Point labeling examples
|---|

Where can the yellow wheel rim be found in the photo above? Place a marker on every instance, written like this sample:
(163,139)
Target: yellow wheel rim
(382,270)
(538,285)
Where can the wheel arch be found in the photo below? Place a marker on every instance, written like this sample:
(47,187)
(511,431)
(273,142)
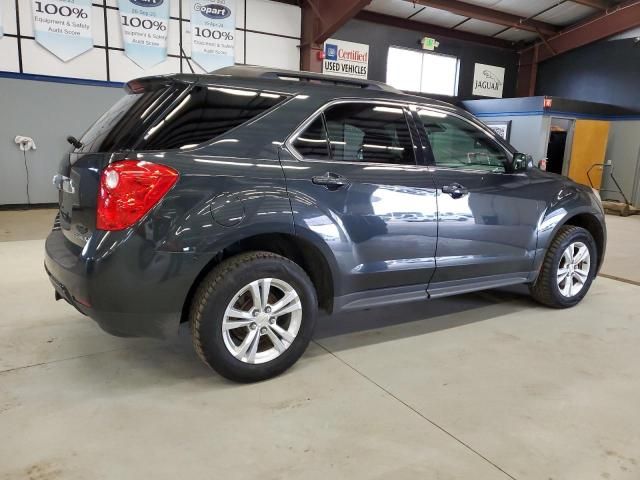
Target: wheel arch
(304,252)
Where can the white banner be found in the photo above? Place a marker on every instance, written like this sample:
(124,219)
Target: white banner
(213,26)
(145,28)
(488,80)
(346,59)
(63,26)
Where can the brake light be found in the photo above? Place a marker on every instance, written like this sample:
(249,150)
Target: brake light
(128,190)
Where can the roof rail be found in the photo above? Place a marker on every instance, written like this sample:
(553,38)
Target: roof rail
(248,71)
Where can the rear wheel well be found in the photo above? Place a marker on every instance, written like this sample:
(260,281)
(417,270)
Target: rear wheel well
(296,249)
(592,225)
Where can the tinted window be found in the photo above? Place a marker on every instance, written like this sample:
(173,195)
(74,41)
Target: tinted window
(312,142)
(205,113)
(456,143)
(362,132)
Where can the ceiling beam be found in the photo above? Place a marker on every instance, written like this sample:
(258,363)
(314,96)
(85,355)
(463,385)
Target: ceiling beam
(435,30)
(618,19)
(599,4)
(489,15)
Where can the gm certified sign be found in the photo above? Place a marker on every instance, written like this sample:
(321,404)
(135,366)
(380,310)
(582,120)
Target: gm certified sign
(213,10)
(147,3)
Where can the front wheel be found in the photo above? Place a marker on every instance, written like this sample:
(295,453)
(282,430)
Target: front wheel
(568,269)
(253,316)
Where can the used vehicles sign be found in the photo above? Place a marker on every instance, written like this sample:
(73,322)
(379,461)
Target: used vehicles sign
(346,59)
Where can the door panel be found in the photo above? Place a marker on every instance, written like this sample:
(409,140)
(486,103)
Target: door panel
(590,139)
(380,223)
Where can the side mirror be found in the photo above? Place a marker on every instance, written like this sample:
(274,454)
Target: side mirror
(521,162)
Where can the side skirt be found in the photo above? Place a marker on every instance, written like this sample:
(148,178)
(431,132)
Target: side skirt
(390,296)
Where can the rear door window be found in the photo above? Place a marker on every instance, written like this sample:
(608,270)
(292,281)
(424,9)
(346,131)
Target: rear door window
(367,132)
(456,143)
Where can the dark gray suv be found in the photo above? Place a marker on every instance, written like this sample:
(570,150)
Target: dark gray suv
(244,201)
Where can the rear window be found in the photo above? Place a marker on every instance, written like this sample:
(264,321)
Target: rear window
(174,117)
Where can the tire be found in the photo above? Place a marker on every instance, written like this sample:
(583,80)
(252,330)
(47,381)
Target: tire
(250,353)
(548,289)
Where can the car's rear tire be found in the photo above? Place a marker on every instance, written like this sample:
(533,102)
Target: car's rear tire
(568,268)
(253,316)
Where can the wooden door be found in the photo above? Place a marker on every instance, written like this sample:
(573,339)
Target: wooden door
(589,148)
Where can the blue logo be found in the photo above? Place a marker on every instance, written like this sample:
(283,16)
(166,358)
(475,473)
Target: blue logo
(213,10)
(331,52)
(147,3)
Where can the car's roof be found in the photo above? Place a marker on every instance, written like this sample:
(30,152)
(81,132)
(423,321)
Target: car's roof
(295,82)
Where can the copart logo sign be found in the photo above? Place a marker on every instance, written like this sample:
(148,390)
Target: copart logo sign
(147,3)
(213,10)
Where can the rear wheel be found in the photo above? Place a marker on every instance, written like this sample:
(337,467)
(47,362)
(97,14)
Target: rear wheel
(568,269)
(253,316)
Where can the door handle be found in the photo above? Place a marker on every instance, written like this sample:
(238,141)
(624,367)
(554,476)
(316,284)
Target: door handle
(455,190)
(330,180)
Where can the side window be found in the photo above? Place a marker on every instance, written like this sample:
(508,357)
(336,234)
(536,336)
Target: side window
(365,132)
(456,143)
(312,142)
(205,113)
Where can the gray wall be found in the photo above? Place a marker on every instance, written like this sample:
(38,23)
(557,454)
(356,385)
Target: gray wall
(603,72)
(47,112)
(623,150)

|---|

THE PROBLEM:
Extract the lines above from the one containing "Where can the copart" to the last line, both included, exactly as written.

ANSWER TO THIS EXERCISE:
Where can the copart logo sign be found in the photo above? Place a marker on every instance, written like this sample:
(148,390)
Target: copart logo sign
(147,3)
(213,10)
Where can the rear wheel be found in the photo above? Place a marker on every instance, written like this sample:
(337,467)
(47,362)
(97,14)
Target: rear wheel
(568,269)
(253,316)
Where can the door handle be found in the photo above? Place a marker on every instance, written like this sample:
(238,141)
(624,367)
(554,476)
(316,284)
Target: door handle
(455,190)
(330,180)
Where can the side window be found in the photo above? Place a marker on every instance, written like this sample:
(508,357)
(336,234)
(536,336)
Target: side window
(365,132)
(456,143)
(312,142)
(205,113)
Where can the gray wall be found in the photo above? Place a marker on every instance, written like this sample:
(38,23)
(557,454)
(356,385)
Target: gray wall
(603,72)
(47,112)
(623,150)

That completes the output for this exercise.